▸ **Stated goal**:
Rewrite the lines from the one containing "Place a point on the group" through the one containing "36], [918, 147]]", swapping "mountain" for "peak" and leaving everything else unchanged.

(Source records)
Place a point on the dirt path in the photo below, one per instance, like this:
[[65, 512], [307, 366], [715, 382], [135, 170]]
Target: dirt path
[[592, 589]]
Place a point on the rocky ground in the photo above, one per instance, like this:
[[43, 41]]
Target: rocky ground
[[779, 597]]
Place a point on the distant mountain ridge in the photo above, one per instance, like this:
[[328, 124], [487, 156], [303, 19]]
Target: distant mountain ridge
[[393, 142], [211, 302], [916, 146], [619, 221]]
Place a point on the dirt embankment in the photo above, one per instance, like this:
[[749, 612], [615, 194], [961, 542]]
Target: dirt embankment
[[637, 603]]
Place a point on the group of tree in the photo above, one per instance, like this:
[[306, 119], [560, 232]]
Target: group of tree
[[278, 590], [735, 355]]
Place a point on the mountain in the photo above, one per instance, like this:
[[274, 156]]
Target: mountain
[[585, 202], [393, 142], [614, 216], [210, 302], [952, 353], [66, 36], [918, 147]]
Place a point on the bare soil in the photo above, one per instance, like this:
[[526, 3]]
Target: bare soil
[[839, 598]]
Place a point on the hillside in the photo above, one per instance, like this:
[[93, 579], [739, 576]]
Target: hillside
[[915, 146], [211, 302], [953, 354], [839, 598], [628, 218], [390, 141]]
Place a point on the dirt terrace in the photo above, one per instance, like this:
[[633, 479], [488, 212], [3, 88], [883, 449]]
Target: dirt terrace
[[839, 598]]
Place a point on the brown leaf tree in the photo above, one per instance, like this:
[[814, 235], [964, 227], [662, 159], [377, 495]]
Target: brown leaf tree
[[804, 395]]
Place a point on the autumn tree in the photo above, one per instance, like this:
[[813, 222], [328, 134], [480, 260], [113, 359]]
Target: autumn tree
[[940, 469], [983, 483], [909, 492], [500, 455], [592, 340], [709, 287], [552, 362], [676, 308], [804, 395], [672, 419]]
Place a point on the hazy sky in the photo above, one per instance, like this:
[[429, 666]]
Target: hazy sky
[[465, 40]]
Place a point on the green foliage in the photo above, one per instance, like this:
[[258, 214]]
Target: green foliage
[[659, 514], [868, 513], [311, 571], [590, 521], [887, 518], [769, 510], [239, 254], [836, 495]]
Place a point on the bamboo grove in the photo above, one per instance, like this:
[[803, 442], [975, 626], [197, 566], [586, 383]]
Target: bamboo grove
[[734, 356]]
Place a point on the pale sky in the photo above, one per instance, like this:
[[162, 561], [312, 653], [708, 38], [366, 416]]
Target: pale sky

▸ **Written answer**:
Place a point on the group of tree in the photo above, one per instance, like this:
[[306, 119], [560, 232]]
Target: group of tree
[[278, 590], [735, 355]]
Place a point on the peak in the photo above, one per instance, like this:
[[274, 156]]
Target: peak
[[585, 202], [393, 142], [614, 216], [210, 302], [952, 353], [66, 36], [918, 147]]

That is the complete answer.